-- WHAT YOU HAVE TO DO --
Copy out each of the lines below that contains the word "nothing".

-- AVAILABLE DATA --
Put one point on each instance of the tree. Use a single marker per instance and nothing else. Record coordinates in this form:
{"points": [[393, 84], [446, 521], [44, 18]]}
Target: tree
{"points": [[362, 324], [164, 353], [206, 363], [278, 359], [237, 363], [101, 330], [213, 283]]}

---

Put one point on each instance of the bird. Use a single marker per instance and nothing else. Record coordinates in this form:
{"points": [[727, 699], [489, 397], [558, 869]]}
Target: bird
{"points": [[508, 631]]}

-- REPLY TO THE EXERCISE --
Put one point on each instance of the tree. Use a single marker per instance and nothing else. Record coordinates in this form:
Put one point on each instance of the bird. Use a single marker per instance and nothing else. Record coordinates in this form:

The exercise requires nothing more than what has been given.